Rows from a pointing dataset:
•••

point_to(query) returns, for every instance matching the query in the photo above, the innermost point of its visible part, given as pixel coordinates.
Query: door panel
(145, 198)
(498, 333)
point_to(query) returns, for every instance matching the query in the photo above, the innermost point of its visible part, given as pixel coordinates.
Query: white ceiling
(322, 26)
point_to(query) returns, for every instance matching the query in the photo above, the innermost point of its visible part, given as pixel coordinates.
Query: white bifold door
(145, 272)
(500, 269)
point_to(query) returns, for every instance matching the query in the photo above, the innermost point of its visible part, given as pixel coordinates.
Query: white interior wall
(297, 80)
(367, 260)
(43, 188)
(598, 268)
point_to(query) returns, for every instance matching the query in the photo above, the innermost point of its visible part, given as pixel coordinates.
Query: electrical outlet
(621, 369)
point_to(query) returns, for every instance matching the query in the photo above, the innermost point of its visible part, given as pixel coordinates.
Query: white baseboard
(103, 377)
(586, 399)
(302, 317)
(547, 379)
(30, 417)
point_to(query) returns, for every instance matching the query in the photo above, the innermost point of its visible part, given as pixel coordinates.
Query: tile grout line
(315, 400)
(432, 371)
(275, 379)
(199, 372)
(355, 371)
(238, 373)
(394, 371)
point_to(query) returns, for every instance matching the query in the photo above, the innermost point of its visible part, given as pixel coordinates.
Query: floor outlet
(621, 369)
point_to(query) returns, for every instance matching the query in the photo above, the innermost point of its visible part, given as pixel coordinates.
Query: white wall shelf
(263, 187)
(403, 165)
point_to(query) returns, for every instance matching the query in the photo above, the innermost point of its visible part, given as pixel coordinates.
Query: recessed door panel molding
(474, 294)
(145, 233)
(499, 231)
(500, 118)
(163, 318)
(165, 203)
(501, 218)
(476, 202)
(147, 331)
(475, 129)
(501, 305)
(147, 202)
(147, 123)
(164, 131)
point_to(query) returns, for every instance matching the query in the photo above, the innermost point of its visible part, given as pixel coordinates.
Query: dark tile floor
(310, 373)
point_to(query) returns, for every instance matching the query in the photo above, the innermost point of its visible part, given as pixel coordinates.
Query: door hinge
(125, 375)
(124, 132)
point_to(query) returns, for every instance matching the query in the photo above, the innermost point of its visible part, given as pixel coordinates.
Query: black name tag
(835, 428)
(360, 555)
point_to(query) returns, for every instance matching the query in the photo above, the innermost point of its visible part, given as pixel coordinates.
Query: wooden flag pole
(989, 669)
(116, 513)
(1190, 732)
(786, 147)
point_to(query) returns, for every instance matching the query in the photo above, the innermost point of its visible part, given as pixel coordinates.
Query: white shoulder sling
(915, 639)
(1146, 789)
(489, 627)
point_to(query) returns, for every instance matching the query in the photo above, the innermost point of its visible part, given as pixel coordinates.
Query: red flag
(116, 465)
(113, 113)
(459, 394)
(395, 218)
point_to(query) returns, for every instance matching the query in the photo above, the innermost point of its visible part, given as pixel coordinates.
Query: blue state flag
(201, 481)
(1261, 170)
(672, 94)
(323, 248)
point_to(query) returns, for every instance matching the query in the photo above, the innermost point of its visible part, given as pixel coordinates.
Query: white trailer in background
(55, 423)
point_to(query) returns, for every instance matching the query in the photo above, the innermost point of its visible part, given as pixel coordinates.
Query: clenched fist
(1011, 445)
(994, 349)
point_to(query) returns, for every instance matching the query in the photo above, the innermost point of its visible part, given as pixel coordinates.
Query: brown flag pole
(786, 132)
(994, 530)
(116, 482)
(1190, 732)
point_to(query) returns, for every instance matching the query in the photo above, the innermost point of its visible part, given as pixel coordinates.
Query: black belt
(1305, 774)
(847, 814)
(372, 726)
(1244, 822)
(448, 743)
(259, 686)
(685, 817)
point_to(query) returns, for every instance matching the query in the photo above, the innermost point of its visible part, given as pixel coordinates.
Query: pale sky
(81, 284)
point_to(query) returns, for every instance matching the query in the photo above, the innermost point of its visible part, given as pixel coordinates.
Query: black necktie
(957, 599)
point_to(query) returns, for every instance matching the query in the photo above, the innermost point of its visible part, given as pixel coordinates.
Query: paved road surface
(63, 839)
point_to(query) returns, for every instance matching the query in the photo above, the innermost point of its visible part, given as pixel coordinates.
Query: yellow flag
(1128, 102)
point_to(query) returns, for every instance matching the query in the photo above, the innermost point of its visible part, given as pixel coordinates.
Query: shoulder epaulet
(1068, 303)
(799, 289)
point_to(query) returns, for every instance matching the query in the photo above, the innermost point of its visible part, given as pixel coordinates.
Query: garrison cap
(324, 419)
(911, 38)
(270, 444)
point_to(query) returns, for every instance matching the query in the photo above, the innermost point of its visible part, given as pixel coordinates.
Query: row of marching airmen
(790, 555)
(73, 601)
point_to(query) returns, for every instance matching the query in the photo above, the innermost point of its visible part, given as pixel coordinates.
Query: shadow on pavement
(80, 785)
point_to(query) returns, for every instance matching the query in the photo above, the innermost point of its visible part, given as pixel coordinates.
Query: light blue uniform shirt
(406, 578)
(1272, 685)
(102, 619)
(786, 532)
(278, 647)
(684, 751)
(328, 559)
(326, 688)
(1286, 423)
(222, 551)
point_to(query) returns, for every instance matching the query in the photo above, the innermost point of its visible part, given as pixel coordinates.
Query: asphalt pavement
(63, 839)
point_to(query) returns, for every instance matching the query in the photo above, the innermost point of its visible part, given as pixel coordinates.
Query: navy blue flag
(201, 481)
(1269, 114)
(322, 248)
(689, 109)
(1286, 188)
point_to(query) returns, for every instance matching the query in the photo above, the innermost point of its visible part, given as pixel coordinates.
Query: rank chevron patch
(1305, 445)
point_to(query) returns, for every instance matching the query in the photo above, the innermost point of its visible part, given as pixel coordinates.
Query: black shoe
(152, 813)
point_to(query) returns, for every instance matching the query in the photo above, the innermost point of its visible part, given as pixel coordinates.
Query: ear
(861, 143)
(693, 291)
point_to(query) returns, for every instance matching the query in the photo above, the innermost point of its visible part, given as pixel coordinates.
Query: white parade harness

•••

§ SHORT TASK:
Gather every line in the items above that contains the string "tile", treating uppercase and lowercase as different.

§ WRITTEN ANSWER:
Query: tile grout line
Query: dark tile floor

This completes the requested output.